In [0]:
from pyspark.sql.functions import when, max, col, year, month, date_diff, lit

In [0]:
# %run ./02_Silver_Layer_Data_Processing

## Business Rule Implementations

In [0]:
br_streaming_df = spark.readStream.format("delta")\
  .option("cloudFiles.schemaLocation", "abfss://silver@rcmadls10dev.dfs.core.windows.net/checkpoint_br_complaints")\
  .load("abfss://silver@rcmadls10dev.dfs.core.windows.net/processed_complaints")

### Adding a Resolved column
Add a column to show if the complaint has been resolved (e.g., based on Company response).

In [0]:
br_streaming_df = br_streaming_df.withColumn('Resolved', col('company_response_to_consumer').rlike("Closed"))

%md
### Adding Year Received and month received column

In [0]:
br_streaming_df = br_streaming_df.withColumn('year_received', year(br_streaming_df.date_received))\
                .withColumn('month_received',month(br_streaming_df.date_received))

### Adding Complaint Age Column
Calculate how long it took to resolve a complaint (Date sent to company - Date received).

In [0]:
br_streaming_df = br_streaming_df.withColumn('complaint_age', date_diff(br_streaming_df.date_sent_to_company, br_streaming_df.date_received))

### Adding is_latest_record column

In [0]:
br_streaming_df = br_streaming_df.withColumn('is_latest', lit(True))

▶ _Records provided_

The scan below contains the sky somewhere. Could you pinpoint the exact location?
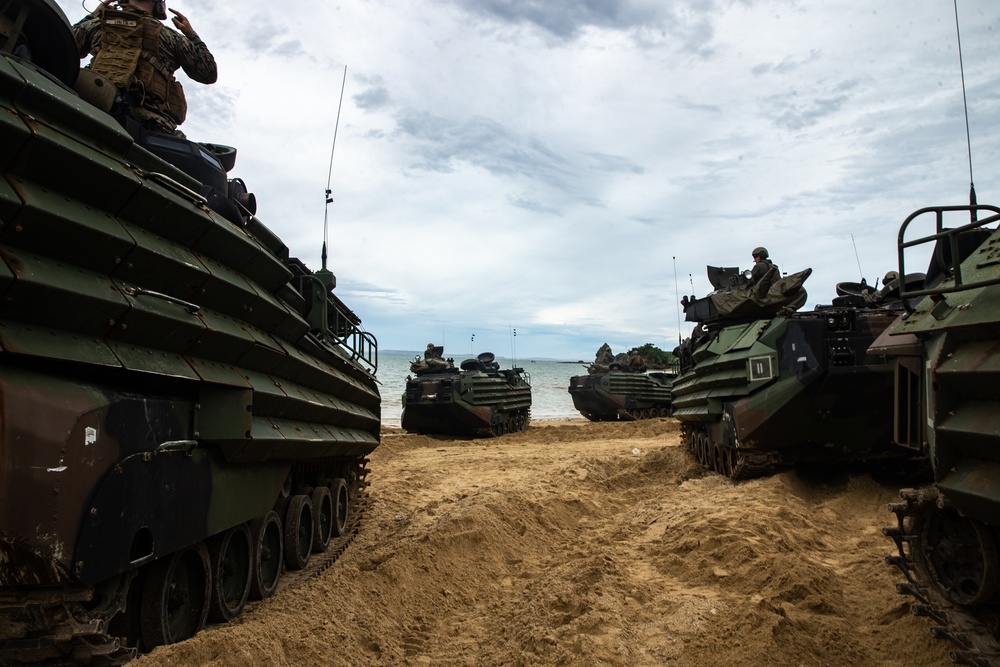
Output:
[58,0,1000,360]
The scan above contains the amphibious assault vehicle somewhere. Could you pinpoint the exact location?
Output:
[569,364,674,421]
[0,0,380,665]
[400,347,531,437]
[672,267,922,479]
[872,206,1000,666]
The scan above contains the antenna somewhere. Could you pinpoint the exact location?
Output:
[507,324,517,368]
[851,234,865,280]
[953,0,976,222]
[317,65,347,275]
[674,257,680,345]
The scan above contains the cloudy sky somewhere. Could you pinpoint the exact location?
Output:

==

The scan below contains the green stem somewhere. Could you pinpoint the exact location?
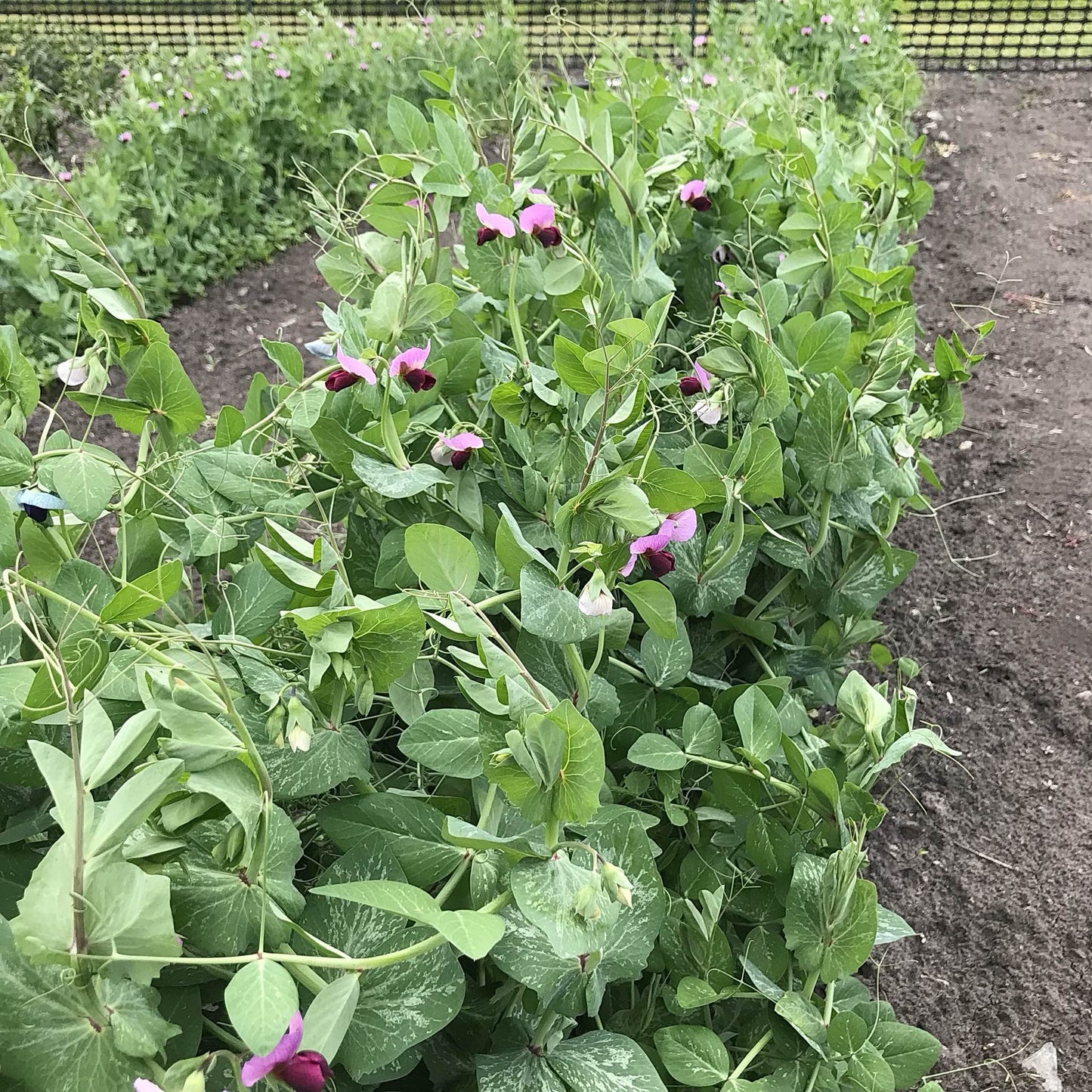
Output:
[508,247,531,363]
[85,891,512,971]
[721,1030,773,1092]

---

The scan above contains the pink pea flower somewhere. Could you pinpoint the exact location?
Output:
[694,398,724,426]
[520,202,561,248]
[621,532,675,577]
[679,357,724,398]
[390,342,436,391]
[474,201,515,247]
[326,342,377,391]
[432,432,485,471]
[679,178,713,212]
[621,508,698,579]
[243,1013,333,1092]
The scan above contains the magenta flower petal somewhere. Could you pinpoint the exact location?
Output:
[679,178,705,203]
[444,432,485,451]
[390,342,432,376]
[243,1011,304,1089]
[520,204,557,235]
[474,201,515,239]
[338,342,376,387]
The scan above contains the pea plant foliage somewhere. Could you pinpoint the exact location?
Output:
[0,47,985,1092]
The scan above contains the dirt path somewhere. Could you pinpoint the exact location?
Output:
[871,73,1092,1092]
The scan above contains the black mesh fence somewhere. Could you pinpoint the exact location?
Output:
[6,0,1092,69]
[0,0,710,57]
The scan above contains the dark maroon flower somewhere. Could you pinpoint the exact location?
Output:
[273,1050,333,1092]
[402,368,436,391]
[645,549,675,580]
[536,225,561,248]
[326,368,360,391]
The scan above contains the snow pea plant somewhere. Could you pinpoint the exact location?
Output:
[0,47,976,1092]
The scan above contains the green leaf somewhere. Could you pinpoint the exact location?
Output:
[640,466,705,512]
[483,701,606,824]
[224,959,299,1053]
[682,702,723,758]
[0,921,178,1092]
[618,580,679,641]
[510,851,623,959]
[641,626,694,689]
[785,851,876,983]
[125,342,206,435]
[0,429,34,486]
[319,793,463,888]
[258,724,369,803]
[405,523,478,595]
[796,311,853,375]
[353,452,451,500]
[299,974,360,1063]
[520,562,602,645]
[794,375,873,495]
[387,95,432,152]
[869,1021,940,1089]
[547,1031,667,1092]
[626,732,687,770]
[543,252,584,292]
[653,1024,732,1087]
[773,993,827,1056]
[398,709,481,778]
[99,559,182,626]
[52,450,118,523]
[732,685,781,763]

▶ _Things to do_
**a.** From the PySpark notebook, reproduce verbatim the passage that begins at the words "## Business Rule" and stops after the words "on Company response).".
**b.** Summarize the PySpark notebook in two sentences.
**c.** Continue the PySpark notebook from its last line.
The data plays no part in this work.

▶ _Written responses_
**a.**
## Business Rule Implementations

In [0]:
br_streaming_df = spark.readStream.format("delta")\
  .option("cloudFiles.schemaLocation", "abfss://silver@rcmadls10dev.dfs.core.windows.net/checkpoint_br_complaints")\
  .load("abfss://silver@rcmadls10dev.dfs.core.windows.net/processed_complaints")

### Adding a Resolved column
Add a column to show if the complaint has been resolved (e.g., based on Company response).

**b.** The notebook reads a Delta stream of processed complaints from the silver storage location to apply business rules. It adds a Resolved column that checks whether the company response contains "Closed," plus year_received and month_received columns, a complaint_age column from the gap between the date sent to the company and the date received, and an is_latest column set to true.

**c.**
In [0]:
from delta.tables import DeltaTable

def upsert_is_latest(batch_df, batch_id):

    # batch_df = batch_df.withColumn('is_latest',lit(True))

    if DeltaTable.isDeltaTable(spark, "abfss://silver@rcmadls10dev.dfs.core.windows.net/br_complaints"):
        delta_table = DeltaTable.forPath(spark, "abfss://silver@rcmadls10dev.dfs.core.windows.net/br_complaints")

        # updated_ids = batch_df.select('complaint_id').distinct()

        delta_table.alias("target")\
            .merge(
                batch_df.select('complaint_id').distinct().alias("source"), 
                "target.complaint_id = source.complaint_id AND target.is_latest = true")\
            .whenMatchedUpdate(set={"is_latest": lit(False)})\
            .execute()
        
        batch_df.write.format("delta")\
            .mode("append")\
            .partitionBy("year_received","month_received")\
            .save("abfss://silver@rcmadls10dev.dfs.core.windows.net/br_complaints")

    else:
        batch_df\
            .write.format("delta")\
            .mode("overwrite")\
            .partitionBy("year_received","month_received")\
            .save("abfss://silver@rcmadls10dev.dfs.core.windows.net/br_complaints")

## Load processed data into silver container

In [0]:

br_streaming_df.writeStream\
  .foreachBatch(upsert_is_latest)\
  .option("checkpointLocation","abfss://silver@rcmadls10dev.dfs.core.windows.net/checkpoint_br_complaints")\
  .trigger(once=True)\
  .start()